Segment Start: Source document

There’s More to Good Vision Than “20/20”
If you’re reading this, you’re probably familiar with the vision chart that hangs in every eye doctor’s examining room–the one with a big “E” at the top. It’s officially known as a Snellen chart and it’s been the basis for measuring visual acuity since the late 1800s. Think of visual acuity as a quantitative measure of your vision, establishing where your vision is placed on a numeric scale. There are also qualitative measures of your vision, such as your ability to perceive subtle contrast changes, especially in low-light situations. Taken together, these quantitative and qualitative measures determine the overall performance of your vision.
Visual Acuity: Your Vision By the Numbers
If your visual acuity is determined to be 20/20, you see at 20 feet what a person with normal vision sees at 20 feet. If you have 20/40 vision, you see at 20 feet what a person with normal vision could see from 40 feet. And, if you’re one of the lucky ones who has 20/15 vision, you can see at 20 feet what others would have to move up to 15 feet to see. Your visual acuity is an important measure of vision. Many common problems can be identified by this measurement method, including the ones you’ve most likely heard of before – like nearsightedness and farsightedness.

Segment End: Source document

**Problems to solve:**
1) Please summarize the vision article in two sentences.
2) Carry on the vision article from its last sentence.
Nothing in the listing that comes next is needed.

Segment Start: Available data

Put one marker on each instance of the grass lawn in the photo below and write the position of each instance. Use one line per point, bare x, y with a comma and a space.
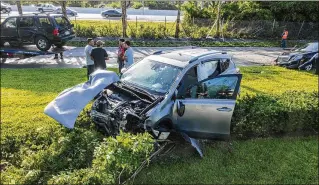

Segment End: Available data

**Answers by item:**
1) The Snellen chart has measured visual acuity, a quantitative measure of vision, since the late 1800s, while qualitative measures such as perceiving subtle contrast changes in low light also help determine overall visual performance. An acuity of 20/20 means seeing at 20 feet what a person with normal vision sees at 20 feet, and this measurement can identify many common problems, including nearsightedness and farsightedness.

2)
Beyond the Numbers: Your Vision Quality
There are also qualitative factors affecting your vision. A number of considerations – like contrast sensitivity – also contribute to your vision’s performance. Contrast sensitivity is a measure of your ability to discern subtle changes in a visual image. Many routine visual tasks – recognizing a face, for example – rely more upon contrast sensitivity than visual acuity. Problems believed to be associated with poor visual quality are normally most apparent in low-light situations.
Understanding your vision requires taking both the quantitative and qualitative measures into consideration. This is because it’s possible to possess very good visual acuity yet have poor visual quality, and vice versa. It’s important to consider both as you make your decision about laser vision correction.
Low-Light Vision Problems
In addition to those vision problems you’ve probably heard of before – the lower order aberrations like nearsightedness and farsightedness – there are common vision problems known as higher order aberrations that can also affect your vision. Higher order aberrations are widely believed by ophthalmic experts to contribute to common night vision problems, including glare and halos.
Diagnosing Higher Order Aberrations
Higher order aberrations are diagnosed and measured using wavefront maps. These maps are plotted by passing a narrow ray of eye-safe light through the optical system and measuring the optical distortions as the light exits the eye. These patterns are then compared with the flat wavefront associated with normal vision. An ideal wavefront map would be perfectly flat.